Contour labeling items:

--------------------------------

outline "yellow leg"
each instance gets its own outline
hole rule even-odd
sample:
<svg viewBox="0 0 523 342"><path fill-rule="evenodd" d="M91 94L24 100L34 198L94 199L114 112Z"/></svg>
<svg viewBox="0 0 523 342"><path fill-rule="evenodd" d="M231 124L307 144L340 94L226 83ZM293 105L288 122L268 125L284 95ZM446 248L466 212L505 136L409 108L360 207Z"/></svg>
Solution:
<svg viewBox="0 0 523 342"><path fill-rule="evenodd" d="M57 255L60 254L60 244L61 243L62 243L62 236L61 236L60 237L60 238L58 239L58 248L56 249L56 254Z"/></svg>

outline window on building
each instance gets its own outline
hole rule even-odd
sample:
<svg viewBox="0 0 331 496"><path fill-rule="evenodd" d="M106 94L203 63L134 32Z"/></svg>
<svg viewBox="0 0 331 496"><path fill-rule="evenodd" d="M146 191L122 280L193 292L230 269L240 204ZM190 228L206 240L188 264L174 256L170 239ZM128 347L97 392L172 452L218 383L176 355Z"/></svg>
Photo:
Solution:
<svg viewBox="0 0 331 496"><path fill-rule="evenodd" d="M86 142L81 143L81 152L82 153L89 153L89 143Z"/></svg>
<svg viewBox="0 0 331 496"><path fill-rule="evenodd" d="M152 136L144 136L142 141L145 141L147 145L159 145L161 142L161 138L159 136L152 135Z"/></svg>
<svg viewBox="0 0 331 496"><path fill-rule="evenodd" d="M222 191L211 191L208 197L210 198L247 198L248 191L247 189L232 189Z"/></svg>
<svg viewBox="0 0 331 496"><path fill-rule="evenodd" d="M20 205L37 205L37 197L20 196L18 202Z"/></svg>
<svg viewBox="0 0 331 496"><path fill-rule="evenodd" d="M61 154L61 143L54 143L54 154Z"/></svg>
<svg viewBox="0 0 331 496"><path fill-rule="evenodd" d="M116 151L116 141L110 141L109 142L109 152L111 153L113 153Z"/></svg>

--------------------------------

Objective: Every entry in the listing must be retyped exactly.

The result:
outline "yellow leg"
each instance gets its own outline
hole rule even-odd
sample:
<svg viewBox="0 0 523 342"><path fill-rule="evenodd" d="M91 94L24 100L34 198L94 199L114 112Z"/></svg>
<svg viewBox="0 0 523 342"><path fill-rule="evenodd" d="M231 124L307 144L340 94L226 83ZM293 105L288 122L268 125L284 95ZM446 248L466 212L505 136L409 108L360 207Z"/></svg>
Solution:
<svg viewBox="0 0 523 342"><path fill-rule="evenodd" d="M57 255L60 254L60 244L61 243L62 243L62 236L61 236L60 237L60 238L58 239L58 248L56 249L56 254Z"/></svg>

outline window on building
each instance gets its own outline
hole rule even-odd
sample:
<svg viewBox="0 0 331 496"><path fill-rule="evenodd" d="M106 94L203 63L134 32Z"/></svg>
<svg viewBox="0 0 331 496"><path fill-rule="evenodd" d="M146 191L122 280L193 292L230 269L240 204ZM190 228L206 240L188 264L174 256L170 239ZM128 347L97 392L172 452L218 383L176 355Z"/></svg>
Photo:
Solution:
<svg viewBox="0 0 331 496"><path fill-rule="evenodd" d="M86 142L81 143L81 152L82 153L89 153L89 143Z"/></svg>
<svg viewBox="0 0 331 496"><path fill-rule="evenodd" d="M152 136L144 136L142 141L145 141L147 145L159 145L161 142L161 138L159 136L152 135Z"/></svg>
<svg viewBox="0 0 331 496"><path fill-rule="evenodd" d="M222 191L211 191L208 197L210 198L247 198L248 191L247 189L232 189Z"/></svg>
<svg viewBox="0 0 331 496"><path fill-rule="evenodd" d="M20 205L37 205L37 197L20 196L18 202Z"/></svg>
<svg viewBox="0 0 331 496"><path fill-rule="evenodd" d="M61 154L61 143L54 143L54 154Z"/></svg>
<svg viewBox="0 0 331 496"><path fill-rule="evenodd" d="M116 151L116 141L110 141L109 142L109 152L111 153L113 153Z"/></svg>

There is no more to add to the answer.